*** TASK INPUTS

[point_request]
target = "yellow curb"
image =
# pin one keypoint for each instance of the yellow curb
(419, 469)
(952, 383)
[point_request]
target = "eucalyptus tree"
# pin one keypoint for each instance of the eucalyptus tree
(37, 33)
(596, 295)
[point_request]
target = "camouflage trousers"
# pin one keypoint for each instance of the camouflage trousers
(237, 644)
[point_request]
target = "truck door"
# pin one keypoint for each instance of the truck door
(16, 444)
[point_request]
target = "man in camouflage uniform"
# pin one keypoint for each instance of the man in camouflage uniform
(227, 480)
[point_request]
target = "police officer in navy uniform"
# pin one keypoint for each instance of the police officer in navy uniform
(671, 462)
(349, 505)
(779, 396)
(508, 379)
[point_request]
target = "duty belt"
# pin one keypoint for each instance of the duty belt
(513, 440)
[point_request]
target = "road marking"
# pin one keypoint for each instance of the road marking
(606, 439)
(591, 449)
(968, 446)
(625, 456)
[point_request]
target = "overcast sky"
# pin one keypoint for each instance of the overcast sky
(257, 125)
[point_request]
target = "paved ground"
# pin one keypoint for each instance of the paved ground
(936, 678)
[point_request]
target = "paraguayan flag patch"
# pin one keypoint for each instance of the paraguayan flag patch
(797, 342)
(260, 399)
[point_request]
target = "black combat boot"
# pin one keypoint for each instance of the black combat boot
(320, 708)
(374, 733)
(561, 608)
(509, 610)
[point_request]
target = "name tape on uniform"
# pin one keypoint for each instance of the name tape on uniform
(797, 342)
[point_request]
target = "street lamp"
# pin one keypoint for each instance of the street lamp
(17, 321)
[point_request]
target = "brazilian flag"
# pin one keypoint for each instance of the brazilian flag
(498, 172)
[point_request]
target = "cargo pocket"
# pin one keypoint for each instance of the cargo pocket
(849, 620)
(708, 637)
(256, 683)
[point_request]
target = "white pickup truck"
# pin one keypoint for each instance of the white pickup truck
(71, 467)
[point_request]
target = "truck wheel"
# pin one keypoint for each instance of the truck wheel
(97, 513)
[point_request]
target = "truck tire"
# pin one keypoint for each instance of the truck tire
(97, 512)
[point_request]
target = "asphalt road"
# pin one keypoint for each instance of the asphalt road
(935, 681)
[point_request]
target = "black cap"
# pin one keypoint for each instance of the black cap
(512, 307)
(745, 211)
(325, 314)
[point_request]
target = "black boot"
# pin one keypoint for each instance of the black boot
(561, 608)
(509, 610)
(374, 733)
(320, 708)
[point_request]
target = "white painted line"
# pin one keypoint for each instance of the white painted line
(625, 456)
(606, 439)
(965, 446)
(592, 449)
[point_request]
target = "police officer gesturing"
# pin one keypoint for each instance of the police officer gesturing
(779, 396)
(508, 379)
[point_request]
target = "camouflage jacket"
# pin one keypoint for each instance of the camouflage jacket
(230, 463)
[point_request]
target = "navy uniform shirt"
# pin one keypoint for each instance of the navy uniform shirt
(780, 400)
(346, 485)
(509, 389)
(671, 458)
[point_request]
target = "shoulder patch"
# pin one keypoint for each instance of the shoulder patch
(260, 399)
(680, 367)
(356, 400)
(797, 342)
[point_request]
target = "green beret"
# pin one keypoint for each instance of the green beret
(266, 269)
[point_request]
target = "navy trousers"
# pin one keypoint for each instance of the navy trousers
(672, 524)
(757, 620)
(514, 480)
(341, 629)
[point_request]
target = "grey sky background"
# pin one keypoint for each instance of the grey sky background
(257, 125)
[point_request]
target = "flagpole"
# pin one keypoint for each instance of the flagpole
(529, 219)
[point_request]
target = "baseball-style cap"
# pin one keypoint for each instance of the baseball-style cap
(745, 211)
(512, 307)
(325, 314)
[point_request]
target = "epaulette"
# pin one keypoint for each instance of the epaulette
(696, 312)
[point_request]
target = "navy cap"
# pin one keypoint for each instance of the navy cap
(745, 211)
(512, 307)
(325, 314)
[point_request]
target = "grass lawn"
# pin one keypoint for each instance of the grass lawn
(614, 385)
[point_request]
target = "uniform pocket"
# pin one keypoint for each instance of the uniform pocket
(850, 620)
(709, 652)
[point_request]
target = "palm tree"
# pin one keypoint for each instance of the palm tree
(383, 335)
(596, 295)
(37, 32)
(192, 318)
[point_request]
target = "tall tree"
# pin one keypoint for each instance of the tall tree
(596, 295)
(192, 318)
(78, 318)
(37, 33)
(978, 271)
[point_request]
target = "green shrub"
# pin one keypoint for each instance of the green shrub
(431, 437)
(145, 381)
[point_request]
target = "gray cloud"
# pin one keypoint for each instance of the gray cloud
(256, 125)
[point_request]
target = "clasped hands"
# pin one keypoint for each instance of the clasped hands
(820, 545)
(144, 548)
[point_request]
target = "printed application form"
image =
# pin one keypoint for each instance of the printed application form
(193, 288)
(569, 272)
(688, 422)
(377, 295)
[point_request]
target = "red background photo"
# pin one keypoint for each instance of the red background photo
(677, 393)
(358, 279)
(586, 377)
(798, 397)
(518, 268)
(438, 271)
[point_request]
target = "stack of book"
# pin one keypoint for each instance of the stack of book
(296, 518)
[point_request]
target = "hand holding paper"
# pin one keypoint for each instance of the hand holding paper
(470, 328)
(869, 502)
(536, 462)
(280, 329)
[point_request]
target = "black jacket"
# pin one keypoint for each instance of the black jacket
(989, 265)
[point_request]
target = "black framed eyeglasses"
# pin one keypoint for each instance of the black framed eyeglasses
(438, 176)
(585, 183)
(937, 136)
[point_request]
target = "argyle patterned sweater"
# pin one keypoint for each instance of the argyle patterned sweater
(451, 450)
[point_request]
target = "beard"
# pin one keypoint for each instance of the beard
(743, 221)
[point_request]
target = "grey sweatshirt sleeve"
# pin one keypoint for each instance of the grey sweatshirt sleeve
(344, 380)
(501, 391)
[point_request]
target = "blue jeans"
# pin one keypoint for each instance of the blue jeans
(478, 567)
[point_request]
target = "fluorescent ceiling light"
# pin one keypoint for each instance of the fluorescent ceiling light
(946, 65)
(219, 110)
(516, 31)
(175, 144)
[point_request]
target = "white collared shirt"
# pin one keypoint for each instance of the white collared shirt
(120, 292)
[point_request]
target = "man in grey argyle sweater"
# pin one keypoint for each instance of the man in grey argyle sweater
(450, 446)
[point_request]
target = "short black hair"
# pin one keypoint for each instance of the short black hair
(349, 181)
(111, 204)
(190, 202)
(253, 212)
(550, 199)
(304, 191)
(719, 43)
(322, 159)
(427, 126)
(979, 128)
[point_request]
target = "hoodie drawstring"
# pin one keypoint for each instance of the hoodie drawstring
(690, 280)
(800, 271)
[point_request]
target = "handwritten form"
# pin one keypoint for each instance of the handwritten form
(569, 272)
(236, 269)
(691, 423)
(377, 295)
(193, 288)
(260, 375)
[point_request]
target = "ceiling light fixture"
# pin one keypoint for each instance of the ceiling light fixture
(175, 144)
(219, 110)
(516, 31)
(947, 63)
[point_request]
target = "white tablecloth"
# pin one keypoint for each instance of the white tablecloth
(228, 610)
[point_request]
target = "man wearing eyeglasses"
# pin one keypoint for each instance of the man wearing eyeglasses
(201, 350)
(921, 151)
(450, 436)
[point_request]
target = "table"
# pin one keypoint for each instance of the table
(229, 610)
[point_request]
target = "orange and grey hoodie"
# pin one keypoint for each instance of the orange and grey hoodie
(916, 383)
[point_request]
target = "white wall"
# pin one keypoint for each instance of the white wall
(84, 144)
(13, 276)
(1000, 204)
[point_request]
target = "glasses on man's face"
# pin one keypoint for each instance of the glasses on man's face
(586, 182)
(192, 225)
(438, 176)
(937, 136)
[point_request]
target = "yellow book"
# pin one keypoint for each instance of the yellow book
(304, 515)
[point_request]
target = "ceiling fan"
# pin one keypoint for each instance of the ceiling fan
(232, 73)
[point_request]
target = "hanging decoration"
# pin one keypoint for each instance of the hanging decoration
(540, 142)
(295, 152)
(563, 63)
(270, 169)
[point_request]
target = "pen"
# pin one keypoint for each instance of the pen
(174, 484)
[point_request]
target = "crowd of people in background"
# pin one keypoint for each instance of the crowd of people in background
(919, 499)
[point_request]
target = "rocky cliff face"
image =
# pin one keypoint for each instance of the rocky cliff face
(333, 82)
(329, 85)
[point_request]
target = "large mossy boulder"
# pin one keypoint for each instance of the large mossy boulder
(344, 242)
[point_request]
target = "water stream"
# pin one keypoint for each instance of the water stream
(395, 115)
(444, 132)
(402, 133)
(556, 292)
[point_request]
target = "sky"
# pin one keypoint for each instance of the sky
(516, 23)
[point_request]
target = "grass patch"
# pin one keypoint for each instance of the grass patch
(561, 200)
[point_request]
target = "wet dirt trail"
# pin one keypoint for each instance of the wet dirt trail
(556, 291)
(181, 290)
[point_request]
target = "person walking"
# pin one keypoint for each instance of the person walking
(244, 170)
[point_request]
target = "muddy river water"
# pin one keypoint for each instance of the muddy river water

******

* GOAL OF THE EXERCISE: Find every line in the rows above that contains the word "overcast" and copy each of those lines in full.

* OUTPUT BELOW:
target = "overcast sky"
# pin one keypoint for each instance of the overcast sky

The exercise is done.